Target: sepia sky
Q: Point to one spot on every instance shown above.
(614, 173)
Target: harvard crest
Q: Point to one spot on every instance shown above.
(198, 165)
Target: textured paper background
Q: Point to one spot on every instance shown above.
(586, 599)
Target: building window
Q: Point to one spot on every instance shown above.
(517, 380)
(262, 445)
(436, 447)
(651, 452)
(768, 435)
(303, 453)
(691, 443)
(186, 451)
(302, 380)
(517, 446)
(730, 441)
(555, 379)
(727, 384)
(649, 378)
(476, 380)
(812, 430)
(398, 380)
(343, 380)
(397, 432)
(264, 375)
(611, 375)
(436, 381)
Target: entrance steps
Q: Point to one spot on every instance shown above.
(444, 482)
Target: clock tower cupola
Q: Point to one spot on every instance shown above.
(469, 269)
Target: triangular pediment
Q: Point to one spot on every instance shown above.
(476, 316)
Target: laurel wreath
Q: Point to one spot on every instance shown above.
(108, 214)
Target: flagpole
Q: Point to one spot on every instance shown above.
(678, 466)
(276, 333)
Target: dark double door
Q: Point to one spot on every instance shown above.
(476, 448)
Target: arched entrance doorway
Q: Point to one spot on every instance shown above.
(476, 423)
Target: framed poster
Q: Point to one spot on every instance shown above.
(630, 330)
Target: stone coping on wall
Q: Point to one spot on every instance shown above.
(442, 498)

----

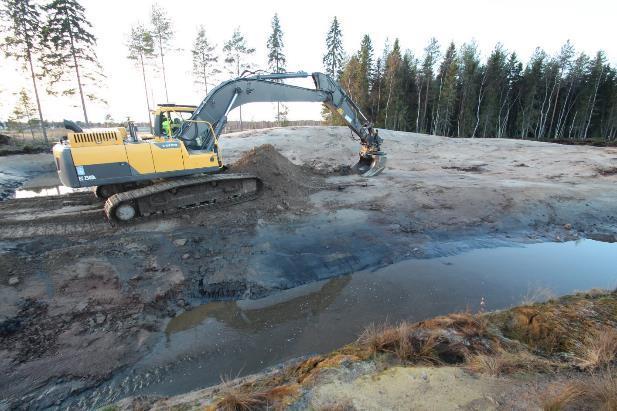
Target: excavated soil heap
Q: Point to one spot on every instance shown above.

----

- Your task
Please pull out every line of the data above that contains the word "entrance", treating uppercase and lowercase as different.

- Completed exercise
Target: entrance steps
Target: arched entrance doorway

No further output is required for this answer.